The task ->
Please copy the listing from its first line up to and including the line with "[2,175,53,326]", keeping every line and shifting each bounding-box coordinate up by 79.

-- start of Stored data --

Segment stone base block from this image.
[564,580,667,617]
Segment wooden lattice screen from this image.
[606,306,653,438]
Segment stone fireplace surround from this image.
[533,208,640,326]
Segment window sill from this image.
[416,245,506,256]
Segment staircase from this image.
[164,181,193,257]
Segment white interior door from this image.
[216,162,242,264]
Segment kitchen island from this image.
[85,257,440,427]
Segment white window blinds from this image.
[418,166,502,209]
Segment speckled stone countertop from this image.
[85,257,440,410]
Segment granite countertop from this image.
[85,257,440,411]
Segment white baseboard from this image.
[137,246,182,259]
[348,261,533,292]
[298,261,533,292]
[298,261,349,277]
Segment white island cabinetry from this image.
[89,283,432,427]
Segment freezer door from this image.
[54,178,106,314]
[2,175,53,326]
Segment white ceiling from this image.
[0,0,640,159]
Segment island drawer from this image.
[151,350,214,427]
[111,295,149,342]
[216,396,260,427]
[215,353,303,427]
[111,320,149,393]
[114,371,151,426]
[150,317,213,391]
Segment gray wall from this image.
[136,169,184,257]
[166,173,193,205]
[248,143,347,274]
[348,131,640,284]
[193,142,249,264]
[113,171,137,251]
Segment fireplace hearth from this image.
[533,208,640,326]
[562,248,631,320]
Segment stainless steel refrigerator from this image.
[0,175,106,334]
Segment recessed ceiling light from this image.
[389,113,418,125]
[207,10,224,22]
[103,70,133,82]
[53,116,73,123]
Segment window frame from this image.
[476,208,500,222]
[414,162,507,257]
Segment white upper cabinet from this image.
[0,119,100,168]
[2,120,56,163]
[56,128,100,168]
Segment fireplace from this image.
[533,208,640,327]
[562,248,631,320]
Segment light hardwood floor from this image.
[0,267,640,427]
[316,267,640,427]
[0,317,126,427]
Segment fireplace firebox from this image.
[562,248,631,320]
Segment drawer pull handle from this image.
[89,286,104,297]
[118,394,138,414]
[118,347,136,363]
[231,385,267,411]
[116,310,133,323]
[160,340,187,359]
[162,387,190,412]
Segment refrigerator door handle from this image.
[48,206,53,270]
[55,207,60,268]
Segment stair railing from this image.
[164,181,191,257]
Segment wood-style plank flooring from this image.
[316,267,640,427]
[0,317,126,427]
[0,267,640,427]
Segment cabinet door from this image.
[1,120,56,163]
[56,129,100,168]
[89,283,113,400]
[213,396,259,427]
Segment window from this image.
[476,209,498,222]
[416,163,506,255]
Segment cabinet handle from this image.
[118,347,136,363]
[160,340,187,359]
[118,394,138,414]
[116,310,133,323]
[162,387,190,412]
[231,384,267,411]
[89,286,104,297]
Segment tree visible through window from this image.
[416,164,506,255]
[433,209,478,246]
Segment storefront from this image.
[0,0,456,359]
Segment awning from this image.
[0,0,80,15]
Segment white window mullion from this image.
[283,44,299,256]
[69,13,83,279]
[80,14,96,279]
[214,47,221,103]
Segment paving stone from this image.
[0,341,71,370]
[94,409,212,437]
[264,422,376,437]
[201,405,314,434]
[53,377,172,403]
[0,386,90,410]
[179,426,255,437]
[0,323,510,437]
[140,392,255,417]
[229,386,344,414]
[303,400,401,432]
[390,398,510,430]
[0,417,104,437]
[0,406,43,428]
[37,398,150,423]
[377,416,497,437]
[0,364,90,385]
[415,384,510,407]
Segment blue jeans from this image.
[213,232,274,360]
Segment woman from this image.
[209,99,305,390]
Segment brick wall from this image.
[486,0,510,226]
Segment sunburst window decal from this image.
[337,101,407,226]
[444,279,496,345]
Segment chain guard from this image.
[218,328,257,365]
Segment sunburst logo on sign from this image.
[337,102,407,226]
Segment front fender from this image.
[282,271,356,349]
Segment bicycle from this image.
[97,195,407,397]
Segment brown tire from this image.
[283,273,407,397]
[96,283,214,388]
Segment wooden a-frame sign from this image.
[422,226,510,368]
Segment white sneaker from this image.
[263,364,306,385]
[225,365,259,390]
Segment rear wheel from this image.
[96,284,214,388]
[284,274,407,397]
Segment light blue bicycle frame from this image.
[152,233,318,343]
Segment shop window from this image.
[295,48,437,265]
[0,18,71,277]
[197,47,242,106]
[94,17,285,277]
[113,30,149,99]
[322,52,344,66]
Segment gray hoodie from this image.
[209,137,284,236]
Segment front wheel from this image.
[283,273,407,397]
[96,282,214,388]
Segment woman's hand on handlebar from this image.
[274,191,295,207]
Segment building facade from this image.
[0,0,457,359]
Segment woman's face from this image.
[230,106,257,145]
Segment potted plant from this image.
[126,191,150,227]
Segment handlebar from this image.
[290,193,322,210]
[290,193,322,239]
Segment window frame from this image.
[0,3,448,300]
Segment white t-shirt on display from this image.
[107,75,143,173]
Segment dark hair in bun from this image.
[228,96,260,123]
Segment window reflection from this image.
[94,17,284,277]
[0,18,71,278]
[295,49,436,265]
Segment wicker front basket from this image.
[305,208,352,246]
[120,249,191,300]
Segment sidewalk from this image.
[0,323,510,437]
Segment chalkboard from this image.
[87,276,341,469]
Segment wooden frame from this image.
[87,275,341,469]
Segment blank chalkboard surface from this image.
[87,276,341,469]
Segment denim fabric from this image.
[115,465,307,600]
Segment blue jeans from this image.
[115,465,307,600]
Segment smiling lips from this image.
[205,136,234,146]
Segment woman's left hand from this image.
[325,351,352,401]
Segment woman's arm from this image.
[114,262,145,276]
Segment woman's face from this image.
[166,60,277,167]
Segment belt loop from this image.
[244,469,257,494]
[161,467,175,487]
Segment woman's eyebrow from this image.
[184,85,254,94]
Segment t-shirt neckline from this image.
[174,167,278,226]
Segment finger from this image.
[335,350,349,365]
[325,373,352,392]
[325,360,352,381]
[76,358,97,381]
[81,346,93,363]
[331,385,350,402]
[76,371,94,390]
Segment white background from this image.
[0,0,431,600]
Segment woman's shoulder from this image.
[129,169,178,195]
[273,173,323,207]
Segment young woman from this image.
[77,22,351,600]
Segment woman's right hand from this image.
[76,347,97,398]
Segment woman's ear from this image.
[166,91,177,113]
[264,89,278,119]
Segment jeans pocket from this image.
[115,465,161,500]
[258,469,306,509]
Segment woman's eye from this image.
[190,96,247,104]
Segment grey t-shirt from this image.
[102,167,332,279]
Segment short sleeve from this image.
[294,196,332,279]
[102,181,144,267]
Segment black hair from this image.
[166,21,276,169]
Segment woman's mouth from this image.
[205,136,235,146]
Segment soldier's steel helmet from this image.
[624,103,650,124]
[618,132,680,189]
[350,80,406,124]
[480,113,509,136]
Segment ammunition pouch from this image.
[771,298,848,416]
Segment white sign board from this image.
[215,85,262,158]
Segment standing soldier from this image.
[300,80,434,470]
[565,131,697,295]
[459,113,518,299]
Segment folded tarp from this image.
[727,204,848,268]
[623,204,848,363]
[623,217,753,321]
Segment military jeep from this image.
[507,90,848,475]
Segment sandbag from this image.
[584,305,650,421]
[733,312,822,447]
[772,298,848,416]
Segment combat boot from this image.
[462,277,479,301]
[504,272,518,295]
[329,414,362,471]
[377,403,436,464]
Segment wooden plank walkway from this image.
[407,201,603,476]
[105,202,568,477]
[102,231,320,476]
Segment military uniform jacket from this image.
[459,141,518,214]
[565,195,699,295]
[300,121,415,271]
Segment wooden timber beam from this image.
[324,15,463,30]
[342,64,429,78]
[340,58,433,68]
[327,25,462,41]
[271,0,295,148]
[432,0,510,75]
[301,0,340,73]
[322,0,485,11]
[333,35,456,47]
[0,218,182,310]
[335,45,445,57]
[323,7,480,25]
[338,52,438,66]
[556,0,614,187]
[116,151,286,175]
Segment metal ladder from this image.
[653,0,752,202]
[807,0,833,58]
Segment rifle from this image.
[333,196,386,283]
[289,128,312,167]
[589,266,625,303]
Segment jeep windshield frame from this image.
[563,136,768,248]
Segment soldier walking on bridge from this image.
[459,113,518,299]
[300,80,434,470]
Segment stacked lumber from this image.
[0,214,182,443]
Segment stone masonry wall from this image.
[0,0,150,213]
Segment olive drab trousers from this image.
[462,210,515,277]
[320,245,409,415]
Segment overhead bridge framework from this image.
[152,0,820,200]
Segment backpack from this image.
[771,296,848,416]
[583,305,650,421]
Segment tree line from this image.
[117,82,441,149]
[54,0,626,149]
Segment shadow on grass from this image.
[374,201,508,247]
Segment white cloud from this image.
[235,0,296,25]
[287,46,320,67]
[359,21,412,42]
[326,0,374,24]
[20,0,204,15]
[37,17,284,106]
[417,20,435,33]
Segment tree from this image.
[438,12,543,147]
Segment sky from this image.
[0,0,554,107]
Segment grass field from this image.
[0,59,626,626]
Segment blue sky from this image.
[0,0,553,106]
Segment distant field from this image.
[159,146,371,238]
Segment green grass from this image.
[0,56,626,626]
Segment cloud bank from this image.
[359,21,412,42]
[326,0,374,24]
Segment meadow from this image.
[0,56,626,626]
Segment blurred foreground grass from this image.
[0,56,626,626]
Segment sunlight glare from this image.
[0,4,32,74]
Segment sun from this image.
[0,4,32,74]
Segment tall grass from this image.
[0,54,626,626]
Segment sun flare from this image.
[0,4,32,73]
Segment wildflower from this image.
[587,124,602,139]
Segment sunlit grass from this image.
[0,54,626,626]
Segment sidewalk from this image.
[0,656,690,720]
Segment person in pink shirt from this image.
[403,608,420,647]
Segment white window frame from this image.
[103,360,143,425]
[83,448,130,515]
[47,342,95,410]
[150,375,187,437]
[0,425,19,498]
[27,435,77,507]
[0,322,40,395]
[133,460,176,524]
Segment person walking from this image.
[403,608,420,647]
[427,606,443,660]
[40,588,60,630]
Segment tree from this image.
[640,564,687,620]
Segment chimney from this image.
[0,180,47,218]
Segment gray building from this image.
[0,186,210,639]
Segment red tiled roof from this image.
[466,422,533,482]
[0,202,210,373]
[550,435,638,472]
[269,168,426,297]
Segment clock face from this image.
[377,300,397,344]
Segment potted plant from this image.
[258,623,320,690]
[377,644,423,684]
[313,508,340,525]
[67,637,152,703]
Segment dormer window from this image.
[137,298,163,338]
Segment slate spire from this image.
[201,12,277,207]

-- end of Stored data --

Output below ->
Segment stone base block from this image.
[643,659,746,696]
Segment wooden lattice screen from this image.
[685,385,732,517]
Segment stone fireplace surround from this image.
[612,287,719,405]
Segment window sill from this image.
[495,324,585,335]
Segment staircase from this image.
[243,260,272,336]
Segment white interior door from this image.
[295,241,321,343]
Segment kitchen island from this image.
[164,336,519,506]
Segment white window blinds from this image.
[497,245,581,288]
Segment speckled stone countertop from this image.
[164,336,519,489]
Segment granite countertop from this image.
[164,336,519,490]
Segment white baseboard from this image.
[216,325,261,338]
[427,340,612,371]
[377,340,612,371]
[377,340,428,356]
Segment white island cabinetry from this image.
[168,362,511,506]
Segment freezer door from this image.
[133,257,185,393]
[81,254,132,405]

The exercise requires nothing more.